▶ _ARBEITSANWEISUNG 1_
Gib aus dem Textauszug unten die Stelle zwischen "Grundsätzlich kannst du" und "sich wieder löschen." wörtlich wieder, beide Enden eingeschlossen.

##### TEXTAUSZUG #####

Die erste Anweisung passt schon sehr gut auf meine Anforderung. Aber auch 

Dein Ansatz ist interessant, dass man also quasi für 1s eine Meldung bekommt, dass was mit den Sensoren ist/war.

Aber wie habe ich das zu verstehen:

"im Strukturierten Text die Timer nicht in einer If Bedingung laufen lassen."

Warum darf man das nicht? (geht nur um mein Verständnis)

Gruss

McNugget


----------



## Cerberus (8 Oktober 2008)

Grundsätzlich kannst du deine Timer schon in einer If-Schleife ablaufen lassen. Habe ich in der zweiten Variante ja auch getan. Aber dann musst du sicherstellen, dass auch in die If-Schleife verzweigt wird solange der Timer läuft.
Gerade wenn du irgendwelche Eingänge als Bedingung der If-Schleife hast, besteht die Gefahr, dass dein Timer zum Beispiel bereits eine halbe Sekunde läuft und sich dann plötzlich die Eingänge ändern. Dann wird nicht mehr die If-Schleife durchlaufen und dein Timer bleibt stehen. Du wunderst dich wieso und kannst evtl. keinen Fehler erkennen. Blöder Fehler. Einer der Sorte, nach dem man tagelang ohne Erfolg sucht.


----------



## McNugget (8 Oktober 2008)

Aber das wäre doch das, was ich will. Nur wenn der Fehler länger als 1s ansteht, will ich auch die Meldung erhalten.
Ansonsten soll der Timer sich wieder löschen.

Das Problem, das hierbei besteht, ist natürlich, dass ich, wenn der Senseor in der Nähe des Fehlerbereiches "pendelt" keine Meldung bekomme.

Andererseits bekomme ich nicht mit, wenn der Sensor lamngsam "stirbt".

Die zweite Variante von Dir (Cerberus) könnte ich also in Verbindung mit einem Zähler verwenden, um zu überprüfen, ob der Sensor mehr als x-mal in einer Minute "Ausreisser" hatte.

#####

▶ _ARBEITSANWEISUNG 2_
Schreib sämtliche Zeilen der Datenliste unten als nummerierte Liste ohne Leerzeilen um. Die Bilder gehören nicht in die Antwort.

##### DATENLISTE #####

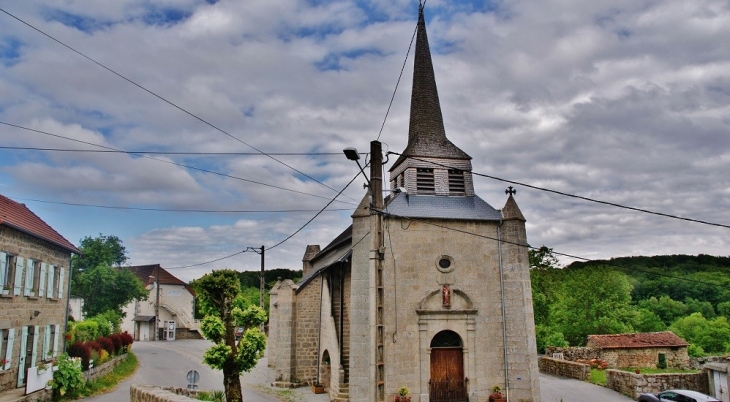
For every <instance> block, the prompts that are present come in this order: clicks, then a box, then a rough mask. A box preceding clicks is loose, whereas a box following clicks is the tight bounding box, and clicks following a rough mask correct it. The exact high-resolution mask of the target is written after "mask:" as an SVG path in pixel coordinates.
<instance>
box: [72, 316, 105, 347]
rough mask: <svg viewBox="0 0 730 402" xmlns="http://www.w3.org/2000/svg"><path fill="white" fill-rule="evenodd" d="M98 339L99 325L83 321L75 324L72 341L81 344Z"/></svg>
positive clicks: (98, 332) (91, 321) (89, 321)
mask: <svg viewBox="0 0 730 402" xmlns="http://www.w3.org/2000/svg"><path fill="white" fill-rule="evenodd" d="M97 337H99V324H98V323H97V322H96V321H92V320H84V321H81V322H77V323H76V328H75V330H74V339H75V340H77V341H81V342H88V341H93V340H94V339H96V338H97Z"/></svg>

#####

▶ _ENDGÜLTIGE ANTWORT 1_
Grundsätzlich kannst du deine Timer schon in einer If-Schleife ablaufen lassen. Habe ich in der zweiten Variante ja auch getan. Aber dann musst du sicherstellen, dass auch in die If-Schleife verzweigt wird solange der Timer läuft.
Gerade wenn du irgendwelche Eingänge als Bedingung der If-Schleife hast, besteht die Gefahr, dass dein Timer zum Beispiel bereits eine halbe Sekunde läuft und sich dann plötzlich die Eingänge ändern. Dann wird nicht mehr die If-Schleife durchlaufen und dein Timer bleibt stehen. Du wunderst dich wieso und kannst evtl. keinen Fehler erkennen. Blöder Fehler. Einer der Sorte, nach dem man tagelang ohne Erfolg sucht.


----------



## McNugget (8 Oktober 2008)

Aber das wäre doch das, was ich will. Nur wenn der Fehler länger als 1s ansteht, will ich auch die Meldung erhalten.
Ansonsten soll der Timer sich wieder löschen.

▶ _ENDGÜLTIGE ANTWORT 2_
1. For every <instance> block, the prompts that are present come in this order: clicks, then a box, then a rough mask. A box preceding clicks is loose, whereas a box following clicks is the tight bounding box, and clicks following a rough mask correct it. The exact high-resolution mask of the target is written after "mask:" as an SVG path in pixel coordinates.
2. <instance>
3. box: [72, 316, 105, 347]
4. rough mask: <svg viewBox="0 0 730 402" xmlns="http://www.w3.org/2000/svg"><path fill="white" fill-rule="evenodd" d="M98 339L99 325L83 321L75 324L72 341L81 344Z"/></svg>
5. positive clicks: (98, 332) (91, 321) (89, 321)
6. mask: <svg viewBox="0 0 730 402" xmlns="http://www.w3.org/2000/svg"><path fill="white" fill-rule="evenodd" d="M97 337H99V324H98V323H97V322H96V321H92V320H84V321H81V322H77V323H76V328H75V330H74V339H75V340H77V341H81V342H88V341H93V340H94V339H96V338H97Z"/></svg>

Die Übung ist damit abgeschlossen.